Stored items:
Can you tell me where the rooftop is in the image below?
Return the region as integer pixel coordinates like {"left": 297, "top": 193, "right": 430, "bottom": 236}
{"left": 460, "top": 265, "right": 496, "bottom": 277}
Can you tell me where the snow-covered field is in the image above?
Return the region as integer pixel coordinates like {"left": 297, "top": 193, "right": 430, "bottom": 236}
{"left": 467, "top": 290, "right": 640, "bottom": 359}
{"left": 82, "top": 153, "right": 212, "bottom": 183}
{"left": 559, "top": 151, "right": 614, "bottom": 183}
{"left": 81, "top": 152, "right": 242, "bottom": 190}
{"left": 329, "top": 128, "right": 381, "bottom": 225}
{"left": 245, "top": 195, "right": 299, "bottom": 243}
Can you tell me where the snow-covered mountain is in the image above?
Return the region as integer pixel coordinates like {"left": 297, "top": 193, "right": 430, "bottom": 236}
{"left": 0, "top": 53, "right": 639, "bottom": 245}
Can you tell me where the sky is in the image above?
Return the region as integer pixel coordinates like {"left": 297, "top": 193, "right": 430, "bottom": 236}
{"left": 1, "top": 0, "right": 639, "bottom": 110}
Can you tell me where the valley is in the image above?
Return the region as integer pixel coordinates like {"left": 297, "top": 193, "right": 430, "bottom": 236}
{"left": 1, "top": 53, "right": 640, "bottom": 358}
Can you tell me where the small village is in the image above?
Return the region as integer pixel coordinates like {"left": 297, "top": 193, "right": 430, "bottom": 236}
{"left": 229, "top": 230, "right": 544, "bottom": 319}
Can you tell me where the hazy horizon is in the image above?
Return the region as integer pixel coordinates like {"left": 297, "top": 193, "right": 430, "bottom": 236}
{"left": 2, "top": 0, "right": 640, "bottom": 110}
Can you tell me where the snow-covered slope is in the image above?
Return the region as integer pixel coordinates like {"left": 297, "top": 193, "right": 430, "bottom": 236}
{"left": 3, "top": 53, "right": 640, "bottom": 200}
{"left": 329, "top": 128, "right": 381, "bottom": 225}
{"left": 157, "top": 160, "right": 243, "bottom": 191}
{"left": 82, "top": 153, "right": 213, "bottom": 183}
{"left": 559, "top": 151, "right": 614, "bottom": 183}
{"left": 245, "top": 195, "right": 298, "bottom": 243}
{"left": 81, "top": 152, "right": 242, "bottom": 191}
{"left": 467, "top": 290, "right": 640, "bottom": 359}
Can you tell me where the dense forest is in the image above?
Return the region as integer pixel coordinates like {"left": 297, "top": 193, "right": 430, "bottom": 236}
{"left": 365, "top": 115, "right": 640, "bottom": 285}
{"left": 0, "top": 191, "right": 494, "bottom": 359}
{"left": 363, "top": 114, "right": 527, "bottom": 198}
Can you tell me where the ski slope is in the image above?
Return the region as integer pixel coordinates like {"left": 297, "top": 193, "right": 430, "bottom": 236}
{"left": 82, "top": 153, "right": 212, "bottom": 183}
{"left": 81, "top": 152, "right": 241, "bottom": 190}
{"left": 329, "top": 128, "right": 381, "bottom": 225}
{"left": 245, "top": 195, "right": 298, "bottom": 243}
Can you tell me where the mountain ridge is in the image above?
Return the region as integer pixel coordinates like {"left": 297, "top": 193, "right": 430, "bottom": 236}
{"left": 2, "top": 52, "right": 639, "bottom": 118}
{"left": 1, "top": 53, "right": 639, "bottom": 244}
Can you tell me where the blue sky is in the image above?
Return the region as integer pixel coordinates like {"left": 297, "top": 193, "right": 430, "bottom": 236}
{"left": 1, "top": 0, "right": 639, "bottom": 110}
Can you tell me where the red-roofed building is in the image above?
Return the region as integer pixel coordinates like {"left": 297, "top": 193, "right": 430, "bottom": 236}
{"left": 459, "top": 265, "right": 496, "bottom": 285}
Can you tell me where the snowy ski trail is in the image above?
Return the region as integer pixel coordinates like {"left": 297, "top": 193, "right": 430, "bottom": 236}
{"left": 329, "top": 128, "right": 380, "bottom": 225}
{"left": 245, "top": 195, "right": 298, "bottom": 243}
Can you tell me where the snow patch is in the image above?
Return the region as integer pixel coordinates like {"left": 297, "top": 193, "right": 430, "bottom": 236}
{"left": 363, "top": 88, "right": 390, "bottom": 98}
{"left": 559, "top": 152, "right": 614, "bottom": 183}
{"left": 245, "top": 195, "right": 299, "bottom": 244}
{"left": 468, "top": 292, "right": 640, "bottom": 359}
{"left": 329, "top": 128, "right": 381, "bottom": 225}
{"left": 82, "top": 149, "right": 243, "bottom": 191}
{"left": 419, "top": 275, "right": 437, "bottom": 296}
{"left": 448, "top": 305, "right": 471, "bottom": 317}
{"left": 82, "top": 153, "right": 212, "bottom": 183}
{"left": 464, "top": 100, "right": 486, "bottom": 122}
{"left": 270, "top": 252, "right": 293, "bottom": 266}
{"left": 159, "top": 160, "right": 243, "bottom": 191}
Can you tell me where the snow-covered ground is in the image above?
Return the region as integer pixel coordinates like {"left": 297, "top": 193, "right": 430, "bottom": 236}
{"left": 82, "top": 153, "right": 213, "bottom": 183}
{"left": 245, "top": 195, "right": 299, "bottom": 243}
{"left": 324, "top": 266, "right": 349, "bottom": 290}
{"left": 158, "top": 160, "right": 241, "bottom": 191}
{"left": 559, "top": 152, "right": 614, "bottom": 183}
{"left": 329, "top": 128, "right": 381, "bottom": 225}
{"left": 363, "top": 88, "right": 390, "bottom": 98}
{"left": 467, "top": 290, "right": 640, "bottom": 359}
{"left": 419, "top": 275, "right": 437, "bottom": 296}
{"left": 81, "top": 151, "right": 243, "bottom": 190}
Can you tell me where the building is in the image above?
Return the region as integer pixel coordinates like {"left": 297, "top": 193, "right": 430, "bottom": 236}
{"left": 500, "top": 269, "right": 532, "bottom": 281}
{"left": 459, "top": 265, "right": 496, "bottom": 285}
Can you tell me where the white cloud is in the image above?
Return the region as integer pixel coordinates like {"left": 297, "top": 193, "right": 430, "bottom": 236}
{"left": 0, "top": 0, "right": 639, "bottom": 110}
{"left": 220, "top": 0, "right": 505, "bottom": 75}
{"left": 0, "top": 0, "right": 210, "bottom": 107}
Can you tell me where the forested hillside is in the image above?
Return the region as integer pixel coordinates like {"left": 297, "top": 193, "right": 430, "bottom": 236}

--- BRIEF ---
Repeat each record word for word.

--- OUTPUT OF THE EXERCISE ---
Can you tell me where the rooftop is in the image below?
Return the region as integer pixel coordinates like {"left": 297, "top": 193, "right": 430, "bottom": 236}
{"left": 460, "top": 265, "right": 496, "bottom": 277}
Can you tell me where the snow-covered field is in the image above?
Return the region as integer pixel coordinates like {"left": 297, "top": 193, "right": 430, "bottom": 236}
{"left": 467, "top": 290, "right": 640, "bottom": 359}
{"left": 82, "top": 153, "right": 212, "bottom": 183}
{"left": 559, "top": 151, "right": 614, "bottom": 183}
{"left": 81, "top": 152, "right": 242, "bottom": 190}
{"left": 329, "top": 128, "right": 381, "bottom": 225}
{"left": 245, "top": 195, "right": 299, "bottom": 243}
Can you tell me where the snow-covered mountain is in the image above?
Return the region as integer pixel coordinates like {"left": 297, "top": 193, "right": 430, "bottom": 236}
{"left": 0, "top": 53, "right": 639, "bottom": 245}
Can you tell me where the sky is in the image above?
Return the region as integer pixel coordinates like {"left": 297, "top": 193, "right": 430, "bottom": 236}
{"left": 1, "top": 0, "right": 639, "bottom": 110}
Can you tell me where the valley is in the image above?
Return the region as integer pixel coordinates like {"left": 297, "top": 193, "right": 430, "bottom": 236}
{"left": 1, "top": 53, "right": 640, "bottom": 358}
Can you tell me where the small village is in the image above?
Return the region as integer pixel coordinates like {"left": 297, "top": 193, "right": 430, "bottom": 236}
{"left": 229, "top": 230, "right": 544, "bottom": 319}
Can you tell me where the hazy horizon is in the image above?
Return the region as integer pixel coordinates like {"left": 297, "top": 193, "right": 430, "bottom": 236}
{"left": 2, "top": 0, "right": 640, "bottom": 110}
Can you tell me where the snow-covered slope is in the image above?
Return the region as integer pixel coordinates like {"left": 297, "top": 193, "right": 430, "bottom": 236}
{"left": 3, "top": 53, "right": 640, "bottom": 200}
{"left": 329, "top": 128, "right": 381, "bottom": 225}
{"left": 157, "top": 160, "right": 243, "bottom": 191}
{"left": 82, "top": 153, "right": 213, "bottom": 183}
{"left": 559, "top": 151, "right": 614, "bottom": 183}
{"left": 245, "top": 195, "right": 298, "bottom": 243}
{"left": 81, "top": 152, "right": 242, "bottom": 191}
{"left": 467, "top": 290, "right": 640, "bottom": 359}
Can you tell me where the dense forest is in the image above?
Return the region as integer pixel coordinates like {"left": 297, "top": 193, "right": 430, "bottom": 236}
{"left": 365, "top": 115, "right": 640, "bottom": 285}
{"left": 0, "top": 191, "right": 494, "bottom": 359}
{"left": 363, "top": 114, "right": 527, "bottom": 198}
Can you tell me where the ski slope is in the image above?
Return the region as integer pixel coordinates like {"left": 297, "top": 193, "right": 430, "bottom": 236}
{"left": 82, "top": 153, "right": 212, "bottom": 183}
{"left": 81, "top": 152, "right": 241, "bottom": 190}
{"left": 329, "top": 128, "right": 381, "bottom": 225}
{"left": 245, "top": 195, "right": 298, "bottom": 243}
Can you tell me where the mountain ridge is in the image above?
Return the region as integer pixel coordinates like {"left": 297, "top": 193, "right": 430, "bottom": 236}
{"left": 2, "top": 52, "right": 639, "bottom": 118}
{"left": 1, "top": 53, "right": 639, "bottom": 244}
Can you tell me where the blue sky is in the image above?
Return the region as integer pixel coordinates like {"left": 297, "top": 193, "right": 430, "bottom": 236}
{"left": 1, "top": 0, "right": 639, "bottom": 110}
Can you tell me where the red-roofed building is in the image above?
Return the region as integer pixel coordinates like {"left": 297, "top": 193, "right": 430, "bottom": 236}
{"left": 459, "top": 265, "right": 496, "bottom": 285}
Can you tell me where the snowy ski trail is in the image above?
Return the region as integer pixel coordinates like {"left": 297, "top": 193, "right": 430, "bottom": 236}
{"left": 329, "top": 128, "right": 380, "bottom": 225}
{"left": 245, "top": 195, "right": 298, "bottom": 243}
Can you tell me where the snow patch is in the image above?
Return the region as integer pixel coordinates like {"left": 297, "top": 193, "right": 430, "bottom": 236}
{"left": 363, "top": 88, "right": 390, "bottom": 98}
{"left": 559, "top": 152, "right": 614, "bottom": 183}
{"left": 245, "top": 195, "right": 299, "bottom": 244}
{"left": 468, "top": 292, "right": 640, "bottom": 359}
{"left": 329, "top": 128, "right": 381, "bottom": 225}
{"left": 82, "top": 149, "right": 243, "bottom": 191}
{"left": 419, "top": 275, "right": 437, "bottom": 296}
{"left": 448, "top": 305, "right": 471, "bottom": 317}
{"left": 82, "top": 153, "right": 212, "bottom": 183}
{"left": 464, "top": 100, "right": 486, "bottom": 122}
{"left": 270, "top": 252, "right": 293, "bottom": 266}
{"left": 159, "top": 160, "right": 243, "bottom": 191}
Can you tell me where the snow-covered ground is in the image above?
Return the region as integer pixel coordinates like {"left": 297, "top": 193, "right": 430, "bottom": 236}
{"left": 82, "top": 153, "right": 213, "bottom": 183}
{"left": 245, "top": 195, "right": 299, "bottom": 243}
{"left": 324, "top": 266, "right": 349, "bottom": 290}
{"left": 158, "top": 160, "right": 241, "bottom": 191}
{"left": 559, "top": 152, "right": 614, "bottom": 183}
{"left": 329, "top": 128, "right": 381, "bottom": 225}
{"left": 363, "top": 88, "right": 390, "bottom": 98}
{"left": 467, "top": 290, "right": 640, "bottom": 359}
{"left": 419, "top": 275, "right": 437, "bottom": 296}
{"left": 81, "top": 151, "right": 243, "bottom": 190}
Can you tell me where the building is in the image above?
Return the region as integer pixel coordinates like {"left": 297, "top": 193, "right": 430, "bottom": 236}
{"left": 500, "top": 269, "right": 532, "bottom": 281}
{"left": 459, "top": 265, "right": 496, "bottom": 285}
Can you tell me where the white cloud is in the image above?
Return the region as integer pixel coordinates like {"left": 297, "top": 193, "right": 430, "bottom": 236}
{"left": 0, "top": 0, "right": 639, "bottom": 110}
{"left": 220, "top": 0, "right": 505, "bottom": 75}
{"left": 0, "top": 0, "right": 210, "bottom": 107}
Can you tell me where the forested hillside is in the image above?
Return the region as integer pixel coordinates like {"left": 297, "top": 193, "right": 430, "bottom": 236}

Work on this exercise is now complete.